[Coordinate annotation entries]
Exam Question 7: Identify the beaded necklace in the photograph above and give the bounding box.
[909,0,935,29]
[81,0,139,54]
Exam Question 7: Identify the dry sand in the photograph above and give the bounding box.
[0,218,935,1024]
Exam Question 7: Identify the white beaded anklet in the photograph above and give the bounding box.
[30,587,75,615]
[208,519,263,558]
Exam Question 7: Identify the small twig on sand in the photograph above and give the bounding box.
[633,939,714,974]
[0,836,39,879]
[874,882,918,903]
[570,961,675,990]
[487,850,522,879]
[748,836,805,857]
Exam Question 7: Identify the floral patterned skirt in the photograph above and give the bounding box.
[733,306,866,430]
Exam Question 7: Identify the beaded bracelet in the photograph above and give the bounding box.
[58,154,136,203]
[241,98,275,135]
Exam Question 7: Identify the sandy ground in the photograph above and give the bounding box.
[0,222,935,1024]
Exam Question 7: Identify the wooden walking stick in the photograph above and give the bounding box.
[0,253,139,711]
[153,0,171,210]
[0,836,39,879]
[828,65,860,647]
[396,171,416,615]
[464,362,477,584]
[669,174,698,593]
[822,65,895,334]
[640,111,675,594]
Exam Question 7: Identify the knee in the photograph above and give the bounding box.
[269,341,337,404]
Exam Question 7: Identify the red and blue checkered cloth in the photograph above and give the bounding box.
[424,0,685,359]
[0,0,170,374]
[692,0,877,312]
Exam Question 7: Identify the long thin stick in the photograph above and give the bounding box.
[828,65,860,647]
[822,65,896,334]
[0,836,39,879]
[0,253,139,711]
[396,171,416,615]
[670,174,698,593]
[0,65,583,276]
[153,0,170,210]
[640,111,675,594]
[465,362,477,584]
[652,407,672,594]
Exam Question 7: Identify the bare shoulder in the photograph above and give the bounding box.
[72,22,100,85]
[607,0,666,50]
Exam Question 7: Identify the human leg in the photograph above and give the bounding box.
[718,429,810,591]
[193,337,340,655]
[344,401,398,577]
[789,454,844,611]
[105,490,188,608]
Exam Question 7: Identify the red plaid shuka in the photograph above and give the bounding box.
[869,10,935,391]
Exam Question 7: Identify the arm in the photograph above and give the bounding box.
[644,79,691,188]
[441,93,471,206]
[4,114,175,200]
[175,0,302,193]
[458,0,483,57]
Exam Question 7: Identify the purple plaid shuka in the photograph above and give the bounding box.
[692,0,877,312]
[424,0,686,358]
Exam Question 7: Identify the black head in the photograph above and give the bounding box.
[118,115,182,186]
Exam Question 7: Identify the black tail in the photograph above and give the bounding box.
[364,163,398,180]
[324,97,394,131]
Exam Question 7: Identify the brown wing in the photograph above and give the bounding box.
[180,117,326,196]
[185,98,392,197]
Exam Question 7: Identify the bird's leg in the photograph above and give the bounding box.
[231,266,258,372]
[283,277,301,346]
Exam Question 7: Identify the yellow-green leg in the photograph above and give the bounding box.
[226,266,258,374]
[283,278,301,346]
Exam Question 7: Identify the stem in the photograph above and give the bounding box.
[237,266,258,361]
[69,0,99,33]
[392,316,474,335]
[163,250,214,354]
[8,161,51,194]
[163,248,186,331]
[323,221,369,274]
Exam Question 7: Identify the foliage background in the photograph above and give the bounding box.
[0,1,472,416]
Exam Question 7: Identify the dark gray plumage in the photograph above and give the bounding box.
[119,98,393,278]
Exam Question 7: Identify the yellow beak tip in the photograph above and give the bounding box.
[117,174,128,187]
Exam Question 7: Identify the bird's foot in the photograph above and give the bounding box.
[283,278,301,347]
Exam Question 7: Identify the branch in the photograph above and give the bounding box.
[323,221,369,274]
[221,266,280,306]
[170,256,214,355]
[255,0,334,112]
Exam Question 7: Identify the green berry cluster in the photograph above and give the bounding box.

▶ _Exercise_:
Please rewrite the entries starting with the line containing "Exam Question 7: Identify the black tail" and going on through the line containing "[185,98,392,197]", keeping the text of each entry as is. Resize the bounding box coordinates by multiplying each one by 1.25 and rounding to the nearest whole number, with halves rounded up.

▶ _Result of the exercise_:
Exam Question 7: Identify the black tail in the photograph above and give the bounding box.
[455,204,498,225]
[405,121,493,164]
Exam Question 7: Identify the brown wing in the photograph above and give the bounding box.
[225,146,408,245]
[231,123,490,246]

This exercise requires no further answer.